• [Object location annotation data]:
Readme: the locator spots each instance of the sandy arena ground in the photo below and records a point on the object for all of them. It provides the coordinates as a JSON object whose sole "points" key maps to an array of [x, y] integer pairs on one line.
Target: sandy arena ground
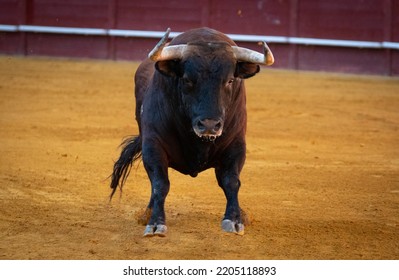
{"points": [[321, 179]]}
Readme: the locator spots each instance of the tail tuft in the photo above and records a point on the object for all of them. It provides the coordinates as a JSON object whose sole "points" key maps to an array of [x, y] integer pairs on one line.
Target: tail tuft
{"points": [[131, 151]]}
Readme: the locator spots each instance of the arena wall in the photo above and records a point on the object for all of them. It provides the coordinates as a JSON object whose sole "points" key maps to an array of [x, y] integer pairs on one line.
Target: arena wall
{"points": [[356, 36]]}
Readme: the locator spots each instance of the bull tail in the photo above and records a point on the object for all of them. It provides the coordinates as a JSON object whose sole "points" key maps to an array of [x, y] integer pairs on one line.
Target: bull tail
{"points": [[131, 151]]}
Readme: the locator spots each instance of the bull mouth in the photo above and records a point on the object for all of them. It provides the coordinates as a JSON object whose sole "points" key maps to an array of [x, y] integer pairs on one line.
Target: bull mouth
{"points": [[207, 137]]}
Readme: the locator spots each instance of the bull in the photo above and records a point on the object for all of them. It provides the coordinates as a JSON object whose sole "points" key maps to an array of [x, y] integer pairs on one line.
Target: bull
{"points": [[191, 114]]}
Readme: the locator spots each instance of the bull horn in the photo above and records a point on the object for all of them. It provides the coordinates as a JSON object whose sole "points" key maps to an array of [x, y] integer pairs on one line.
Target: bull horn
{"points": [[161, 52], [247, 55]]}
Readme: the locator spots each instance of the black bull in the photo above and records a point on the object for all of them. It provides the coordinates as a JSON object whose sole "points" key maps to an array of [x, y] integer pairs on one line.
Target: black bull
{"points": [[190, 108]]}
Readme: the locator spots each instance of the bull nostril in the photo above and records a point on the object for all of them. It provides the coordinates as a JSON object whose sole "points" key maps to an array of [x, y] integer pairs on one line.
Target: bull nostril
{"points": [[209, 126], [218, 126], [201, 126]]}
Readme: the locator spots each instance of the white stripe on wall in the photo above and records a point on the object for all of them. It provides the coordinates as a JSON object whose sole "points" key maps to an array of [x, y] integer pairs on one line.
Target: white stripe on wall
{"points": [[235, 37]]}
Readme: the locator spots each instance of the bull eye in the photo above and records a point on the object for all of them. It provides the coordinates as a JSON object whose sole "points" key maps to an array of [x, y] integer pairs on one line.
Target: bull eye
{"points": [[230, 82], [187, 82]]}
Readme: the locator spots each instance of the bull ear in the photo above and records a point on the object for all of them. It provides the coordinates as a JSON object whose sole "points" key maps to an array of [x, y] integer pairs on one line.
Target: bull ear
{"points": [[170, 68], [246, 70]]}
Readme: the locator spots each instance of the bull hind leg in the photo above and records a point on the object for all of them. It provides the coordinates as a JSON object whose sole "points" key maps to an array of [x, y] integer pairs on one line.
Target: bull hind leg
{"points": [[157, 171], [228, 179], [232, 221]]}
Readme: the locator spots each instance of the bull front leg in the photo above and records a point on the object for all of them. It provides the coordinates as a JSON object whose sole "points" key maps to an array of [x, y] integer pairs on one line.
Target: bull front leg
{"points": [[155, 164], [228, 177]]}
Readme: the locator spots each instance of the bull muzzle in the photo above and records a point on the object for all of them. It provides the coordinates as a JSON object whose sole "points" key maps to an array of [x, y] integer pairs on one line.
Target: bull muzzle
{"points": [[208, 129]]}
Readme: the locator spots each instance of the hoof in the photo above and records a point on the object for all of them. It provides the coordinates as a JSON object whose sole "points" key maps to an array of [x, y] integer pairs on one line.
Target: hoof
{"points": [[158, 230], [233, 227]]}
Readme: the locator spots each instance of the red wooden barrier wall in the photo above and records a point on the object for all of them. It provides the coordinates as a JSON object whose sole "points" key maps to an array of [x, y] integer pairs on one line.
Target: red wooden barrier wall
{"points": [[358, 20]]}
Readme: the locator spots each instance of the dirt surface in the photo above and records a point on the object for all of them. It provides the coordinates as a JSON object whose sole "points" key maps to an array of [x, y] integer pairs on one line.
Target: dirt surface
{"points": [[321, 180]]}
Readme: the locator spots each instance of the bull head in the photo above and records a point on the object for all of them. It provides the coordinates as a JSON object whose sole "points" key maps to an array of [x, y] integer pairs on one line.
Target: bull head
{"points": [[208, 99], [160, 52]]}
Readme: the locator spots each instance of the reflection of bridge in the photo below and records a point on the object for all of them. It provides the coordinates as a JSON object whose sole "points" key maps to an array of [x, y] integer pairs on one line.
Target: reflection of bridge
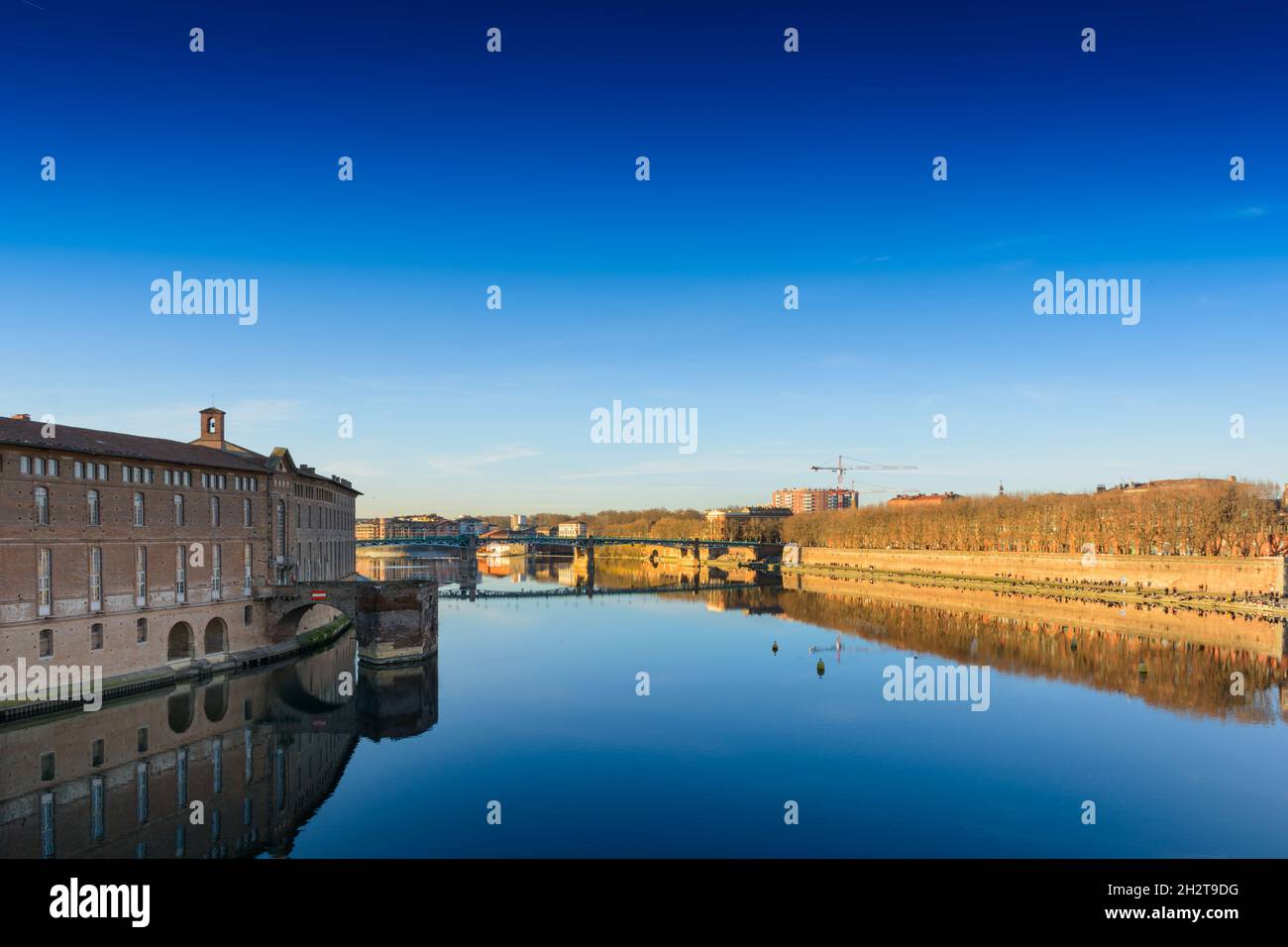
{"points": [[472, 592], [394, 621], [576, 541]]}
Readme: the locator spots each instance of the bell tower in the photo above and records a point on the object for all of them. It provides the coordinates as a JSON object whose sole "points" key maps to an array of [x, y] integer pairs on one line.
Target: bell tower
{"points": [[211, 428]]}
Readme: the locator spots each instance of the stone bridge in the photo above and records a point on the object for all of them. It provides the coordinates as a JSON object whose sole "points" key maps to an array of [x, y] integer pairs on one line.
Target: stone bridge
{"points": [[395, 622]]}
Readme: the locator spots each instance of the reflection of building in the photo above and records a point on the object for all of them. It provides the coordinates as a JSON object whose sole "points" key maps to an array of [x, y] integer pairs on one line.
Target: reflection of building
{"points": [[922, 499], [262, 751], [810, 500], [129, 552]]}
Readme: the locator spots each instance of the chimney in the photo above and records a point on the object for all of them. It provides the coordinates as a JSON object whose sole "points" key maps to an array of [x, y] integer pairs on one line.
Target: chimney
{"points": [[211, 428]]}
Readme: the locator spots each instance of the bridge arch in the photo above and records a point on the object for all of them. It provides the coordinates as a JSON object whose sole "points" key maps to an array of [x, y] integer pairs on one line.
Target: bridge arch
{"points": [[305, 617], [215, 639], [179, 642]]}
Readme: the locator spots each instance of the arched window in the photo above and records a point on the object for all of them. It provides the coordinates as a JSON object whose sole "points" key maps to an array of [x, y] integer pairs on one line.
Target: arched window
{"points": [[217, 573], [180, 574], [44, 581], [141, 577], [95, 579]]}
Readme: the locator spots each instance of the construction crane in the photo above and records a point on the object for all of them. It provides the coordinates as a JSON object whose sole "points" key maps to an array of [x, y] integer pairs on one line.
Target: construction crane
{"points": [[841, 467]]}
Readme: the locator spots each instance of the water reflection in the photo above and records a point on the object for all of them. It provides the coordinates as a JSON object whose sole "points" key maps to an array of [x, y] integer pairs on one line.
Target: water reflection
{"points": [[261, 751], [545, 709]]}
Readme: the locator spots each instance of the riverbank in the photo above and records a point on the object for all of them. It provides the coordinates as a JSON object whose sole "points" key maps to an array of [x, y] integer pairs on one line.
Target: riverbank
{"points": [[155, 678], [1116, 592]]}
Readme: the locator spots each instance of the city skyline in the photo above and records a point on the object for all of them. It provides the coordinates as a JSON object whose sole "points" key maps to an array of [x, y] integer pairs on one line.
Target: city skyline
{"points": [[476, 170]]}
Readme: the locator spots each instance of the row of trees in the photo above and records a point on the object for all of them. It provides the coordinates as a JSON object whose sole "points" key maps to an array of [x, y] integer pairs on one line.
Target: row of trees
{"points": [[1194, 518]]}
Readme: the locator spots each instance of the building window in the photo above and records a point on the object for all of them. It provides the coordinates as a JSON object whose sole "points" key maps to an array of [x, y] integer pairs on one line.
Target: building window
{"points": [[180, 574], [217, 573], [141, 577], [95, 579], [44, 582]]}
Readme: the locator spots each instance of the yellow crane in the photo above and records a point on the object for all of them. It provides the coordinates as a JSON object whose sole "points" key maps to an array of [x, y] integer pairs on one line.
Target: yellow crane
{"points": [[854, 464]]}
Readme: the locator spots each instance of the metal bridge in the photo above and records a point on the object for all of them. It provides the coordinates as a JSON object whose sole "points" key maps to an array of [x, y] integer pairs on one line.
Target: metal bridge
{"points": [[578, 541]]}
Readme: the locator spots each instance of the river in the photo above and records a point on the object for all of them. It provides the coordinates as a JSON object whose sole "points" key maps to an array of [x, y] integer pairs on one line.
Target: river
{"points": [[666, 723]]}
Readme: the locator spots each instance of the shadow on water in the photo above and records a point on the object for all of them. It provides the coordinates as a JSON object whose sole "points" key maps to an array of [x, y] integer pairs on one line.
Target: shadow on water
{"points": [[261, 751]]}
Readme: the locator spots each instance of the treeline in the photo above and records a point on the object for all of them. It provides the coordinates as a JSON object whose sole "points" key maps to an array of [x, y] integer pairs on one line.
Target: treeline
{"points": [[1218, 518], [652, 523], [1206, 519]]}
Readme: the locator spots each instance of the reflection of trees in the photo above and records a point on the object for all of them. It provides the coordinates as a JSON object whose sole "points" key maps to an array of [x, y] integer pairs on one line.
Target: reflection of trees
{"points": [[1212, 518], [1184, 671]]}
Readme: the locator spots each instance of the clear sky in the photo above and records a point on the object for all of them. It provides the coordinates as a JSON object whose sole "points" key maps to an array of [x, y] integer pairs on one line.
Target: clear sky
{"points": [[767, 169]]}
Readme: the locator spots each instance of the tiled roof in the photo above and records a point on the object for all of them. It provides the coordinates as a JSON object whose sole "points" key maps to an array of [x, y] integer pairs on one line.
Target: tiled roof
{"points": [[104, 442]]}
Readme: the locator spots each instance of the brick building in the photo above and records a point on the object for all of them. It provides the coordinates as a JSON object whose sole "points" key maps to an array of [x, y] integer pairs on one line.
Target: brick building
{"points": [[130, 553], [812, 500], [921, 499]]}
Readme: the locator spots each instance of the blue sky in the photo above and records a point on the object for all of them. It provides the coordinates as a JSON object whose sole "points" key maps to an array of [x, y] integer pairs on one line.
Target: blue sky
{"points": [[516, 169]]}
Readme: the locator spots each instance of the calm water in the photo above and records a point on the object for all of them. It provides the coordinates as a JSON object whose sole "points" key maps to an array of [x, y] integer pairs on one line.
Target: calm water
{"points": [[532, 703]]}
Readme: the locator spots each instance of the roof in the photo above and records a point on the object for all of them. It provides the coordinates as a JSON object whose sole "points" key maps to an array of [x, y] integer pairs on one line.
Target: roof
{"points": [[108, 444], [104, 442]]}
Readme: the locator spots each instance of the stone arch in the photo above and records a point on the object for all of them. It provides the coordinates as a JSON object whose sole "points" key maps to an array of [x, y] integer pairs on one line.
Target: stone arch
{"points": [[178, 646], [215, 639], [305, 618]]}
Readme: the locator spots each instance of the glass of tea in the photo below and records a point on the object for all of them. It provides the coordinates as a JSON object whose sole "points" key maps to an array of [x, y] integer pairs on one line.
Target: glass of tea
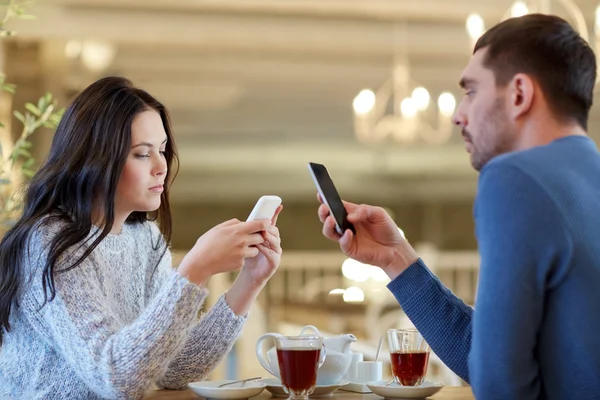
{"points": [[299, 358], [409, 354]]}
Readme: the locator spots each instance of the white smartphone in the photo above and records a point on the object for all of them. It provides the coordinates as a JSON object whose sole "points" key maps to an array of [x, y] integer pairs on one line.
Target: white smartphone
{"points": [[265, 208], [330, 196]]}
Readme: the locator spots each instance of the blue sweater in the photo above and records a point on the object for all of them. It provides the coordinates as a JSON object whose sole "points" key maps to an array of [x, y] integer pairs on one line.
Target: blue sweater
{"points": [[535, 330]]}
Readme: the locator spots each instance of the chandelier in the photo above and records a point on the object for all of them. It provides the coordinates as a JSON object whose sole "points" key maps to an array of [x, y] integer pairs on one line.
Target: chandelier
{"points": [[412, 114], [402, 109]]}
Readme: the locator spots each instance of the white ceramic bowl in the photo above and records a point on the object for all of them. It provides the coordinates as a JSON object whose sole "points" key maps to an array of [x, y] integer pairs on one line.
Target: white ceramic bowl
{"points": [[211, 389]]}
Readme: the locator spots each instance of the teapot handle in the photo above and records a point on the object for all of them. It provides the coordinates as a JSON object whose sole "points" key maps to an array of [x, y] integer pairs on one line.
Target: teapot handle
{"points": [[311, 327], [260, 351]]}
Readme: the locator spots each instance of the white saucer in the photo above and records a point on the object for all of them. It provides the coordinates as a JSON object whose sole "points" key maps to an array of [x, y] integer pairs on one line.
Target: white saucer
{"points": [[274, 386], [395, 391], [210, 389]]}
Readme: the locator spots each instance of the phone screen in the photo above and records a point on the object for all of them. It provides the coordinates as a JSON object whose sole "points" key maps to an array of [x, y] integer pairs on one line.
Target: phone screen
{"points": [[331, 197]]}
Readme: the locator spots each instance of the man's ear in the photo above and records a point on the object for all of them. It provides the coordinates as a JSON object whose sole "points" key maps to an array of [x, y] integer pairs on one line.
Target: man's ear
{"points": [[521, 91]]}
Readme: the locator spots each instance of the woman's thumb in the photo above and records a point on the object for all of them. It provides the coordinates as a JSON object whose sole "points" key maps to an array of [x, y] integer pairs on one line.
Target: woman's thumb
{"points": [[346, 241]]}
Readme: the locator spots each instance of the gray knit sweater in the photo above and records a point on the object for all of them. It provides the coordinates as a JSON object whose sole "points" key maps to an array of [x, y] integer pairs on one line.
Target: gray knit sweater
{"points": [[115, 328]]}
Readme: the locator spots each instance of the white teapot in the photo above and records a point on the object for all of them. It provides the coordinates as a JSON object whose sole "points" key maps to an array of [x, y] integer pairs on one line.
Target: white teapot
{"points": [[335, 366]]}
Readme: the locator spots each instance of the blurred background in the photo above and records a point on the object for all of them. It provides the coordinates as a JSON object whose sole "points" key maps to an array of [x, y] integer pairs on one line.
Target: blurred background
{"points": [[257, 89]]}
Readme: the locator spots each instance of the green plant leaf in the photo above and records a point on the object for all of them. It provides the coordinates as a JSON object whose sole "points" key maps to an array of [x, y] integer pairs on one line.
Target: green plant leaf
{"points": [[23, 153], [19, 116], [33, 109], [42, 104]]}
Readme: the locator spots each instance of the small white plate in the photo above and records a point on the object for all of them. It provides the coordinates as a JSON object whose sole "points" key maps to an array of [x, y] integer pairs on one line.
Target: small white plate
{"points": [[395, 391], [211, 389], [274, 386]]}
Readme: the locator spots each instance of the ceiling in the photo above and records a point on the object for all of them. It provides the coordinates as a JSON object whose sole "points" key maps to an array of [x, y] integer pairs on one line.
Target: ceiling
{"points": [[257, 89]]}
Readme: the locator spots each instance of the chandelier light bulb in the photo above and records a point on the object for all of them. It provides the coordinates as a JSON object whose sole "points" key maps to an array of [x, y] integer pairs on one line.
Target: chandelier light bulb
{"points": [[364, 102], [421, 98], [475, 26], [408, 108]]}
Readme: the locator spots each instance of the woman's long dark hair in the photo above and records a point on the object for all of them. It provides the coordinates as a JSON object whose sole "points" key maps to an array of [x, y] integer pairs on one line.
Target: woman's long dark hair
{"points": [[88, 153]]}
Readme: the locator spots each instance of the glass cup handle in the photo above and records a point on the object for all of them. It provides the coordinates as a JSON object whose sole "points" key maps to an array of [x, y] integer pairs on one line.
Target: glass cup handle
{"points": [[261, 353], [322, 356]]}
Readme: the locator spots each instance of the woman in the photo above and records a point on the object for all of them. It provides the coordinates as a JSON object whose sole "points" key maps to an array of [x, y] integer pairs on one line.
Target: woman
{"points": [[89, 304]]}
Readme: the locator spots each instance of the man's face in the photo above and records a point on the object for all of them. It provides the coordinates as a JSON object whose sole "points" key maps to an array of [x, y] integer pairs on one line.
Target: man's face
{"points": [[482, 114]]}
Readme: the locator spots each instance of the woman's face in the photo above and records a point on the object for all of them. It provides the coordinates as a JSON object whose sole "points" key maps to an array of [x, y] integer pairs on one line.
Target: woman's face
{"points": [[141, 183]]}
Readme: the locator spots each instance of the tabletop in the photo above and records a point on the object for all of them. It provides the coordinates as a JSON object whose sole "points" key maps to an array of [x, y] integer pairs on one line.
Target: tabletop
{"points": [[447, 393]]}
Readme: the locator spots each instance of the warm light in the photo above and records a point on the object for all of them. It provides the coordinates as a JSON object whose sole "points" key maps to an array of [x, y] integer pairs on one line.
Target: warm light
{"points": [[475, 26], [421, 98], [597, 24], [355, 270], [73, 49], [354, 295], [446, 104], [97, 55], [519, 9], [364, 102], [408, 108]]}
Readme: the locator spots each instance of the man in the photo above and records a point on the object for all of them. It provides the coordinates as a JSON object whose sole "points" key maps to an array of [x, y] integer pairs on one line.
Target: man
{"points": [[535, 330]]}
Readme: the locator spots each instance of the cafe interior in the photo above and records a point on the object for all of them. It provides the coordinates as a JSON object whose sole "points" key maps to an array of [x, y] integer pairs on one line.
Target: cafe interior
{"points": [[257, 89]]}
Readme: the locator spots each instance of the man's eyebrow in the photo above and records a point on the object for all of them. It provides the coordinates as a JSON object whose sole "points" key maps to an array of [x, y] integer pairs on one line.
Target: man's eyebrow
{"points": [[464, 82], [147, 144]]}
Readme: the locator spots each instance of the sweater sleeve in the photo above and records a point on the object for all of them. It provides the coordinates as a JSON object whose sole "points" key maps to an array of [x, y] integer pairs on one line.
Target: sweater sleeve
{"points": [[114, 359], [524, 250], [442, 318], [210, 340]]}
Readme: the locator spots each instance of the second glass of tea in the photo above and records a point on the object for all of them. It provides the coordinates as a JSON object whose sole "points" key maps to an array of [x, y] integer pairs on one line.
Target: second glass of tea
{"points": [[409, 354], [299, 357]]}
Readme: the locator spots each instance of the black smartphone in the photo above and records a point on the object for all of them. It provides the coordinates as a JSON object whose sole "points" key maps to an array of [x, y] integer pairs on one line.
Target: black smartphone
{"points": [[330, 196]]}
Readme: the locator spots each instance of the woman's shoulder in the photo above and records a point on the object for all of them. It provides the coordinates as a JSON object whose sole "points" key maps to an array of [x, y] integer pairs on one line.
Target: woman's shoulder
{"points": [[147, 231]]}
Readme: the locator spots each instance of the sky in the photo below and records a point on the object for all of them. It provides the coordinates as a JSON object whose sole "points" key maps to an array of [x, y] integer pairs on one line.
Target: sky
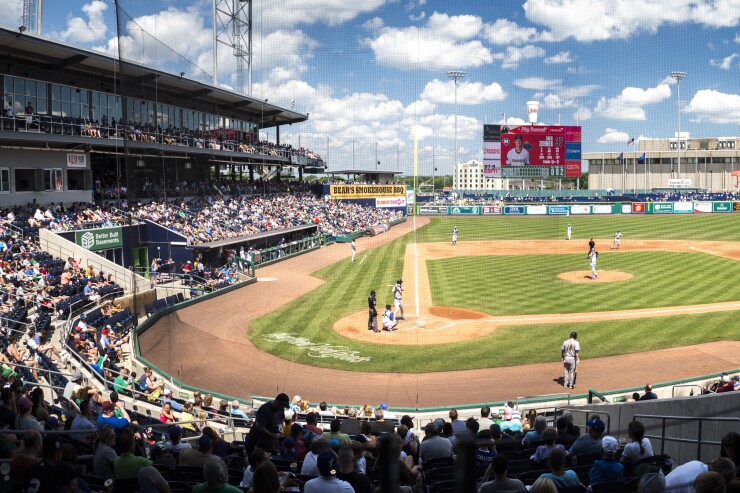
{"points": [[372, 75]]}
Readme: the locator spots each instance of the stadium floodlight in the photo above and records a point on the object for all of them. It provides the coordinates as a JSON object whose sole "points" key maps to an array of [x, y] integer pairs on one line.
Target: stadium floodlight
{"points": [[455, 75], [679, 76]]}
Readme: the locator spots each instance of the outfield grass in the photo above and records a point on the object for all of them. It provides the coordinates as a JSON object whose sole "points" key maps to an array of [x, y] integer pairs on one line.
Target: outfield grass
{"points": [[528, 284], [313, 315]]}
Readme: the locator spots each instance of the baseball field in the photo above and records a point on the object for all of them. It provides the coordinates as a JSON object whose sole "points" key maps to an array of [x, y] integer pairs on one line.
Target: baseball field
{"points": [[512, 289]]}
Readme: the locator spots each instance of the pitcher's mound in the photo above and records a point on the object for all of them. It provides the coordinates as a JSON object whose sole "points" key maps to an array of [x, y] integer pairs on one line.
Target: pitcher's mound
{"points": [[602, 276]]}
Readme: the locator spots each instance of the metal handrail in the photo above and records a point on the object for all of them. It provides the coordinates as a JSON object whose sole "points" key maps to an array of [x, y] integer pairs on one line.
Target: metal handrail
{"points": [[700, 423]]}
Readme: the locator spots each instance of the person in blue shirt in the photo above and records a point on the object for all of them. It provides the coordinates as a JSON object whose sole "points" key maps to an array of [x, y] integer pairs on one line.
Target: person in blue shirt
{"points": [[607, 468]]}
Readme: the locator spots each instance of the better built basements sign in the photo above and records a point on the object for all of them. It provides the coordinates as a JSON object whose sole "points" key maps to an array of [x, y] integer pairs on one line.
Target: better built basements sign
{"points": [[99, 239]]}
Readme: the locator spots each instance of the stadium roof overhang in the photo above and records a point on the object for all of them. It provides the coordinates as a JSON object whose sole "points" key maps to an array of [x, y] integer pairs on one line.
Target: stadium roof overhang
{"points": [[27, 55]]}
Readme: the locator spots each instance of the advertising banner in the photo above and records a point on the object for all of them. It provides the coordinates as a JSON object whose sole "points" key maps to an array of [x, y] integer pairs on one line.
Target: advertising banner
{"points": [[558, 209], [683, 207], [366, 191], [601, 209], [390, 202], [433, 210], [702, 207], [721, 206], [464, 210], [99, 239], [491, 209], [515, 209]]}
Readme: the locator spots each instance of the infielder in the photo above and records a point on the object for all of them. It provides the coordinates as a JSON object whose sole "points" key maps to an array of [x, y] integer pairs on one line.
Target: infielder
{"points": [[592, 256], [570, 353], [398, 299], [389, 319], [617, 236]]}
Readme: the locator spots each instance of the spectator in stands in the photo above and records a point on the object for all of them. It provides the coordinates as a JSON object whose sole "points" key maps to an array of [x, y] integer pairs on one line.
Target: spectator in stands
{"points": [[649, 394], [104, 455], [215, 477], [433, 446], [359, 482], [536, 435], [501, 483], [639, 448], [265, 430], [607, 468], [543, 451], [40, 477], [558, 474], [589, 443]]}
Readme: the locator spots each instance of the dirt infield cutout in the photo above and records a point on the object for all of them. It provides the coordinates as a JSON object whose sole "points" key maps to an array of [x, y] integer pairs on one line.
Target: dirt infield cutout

• [Problem to work on]: Starting at the line that contains "Readme: the locator spots each instance of the dirt infield", quote each remaining line of the entries above, unchanged.

• [Solved exercise]:
Readme: the locator spots each instance of the dirt infield cutout in the photo above and records a point on the object for all of them. It provides the coordinates as a JSON object whose sole "points" key maps to an array of [x, y] integer pairs on one line.
Target: dirt infield cutout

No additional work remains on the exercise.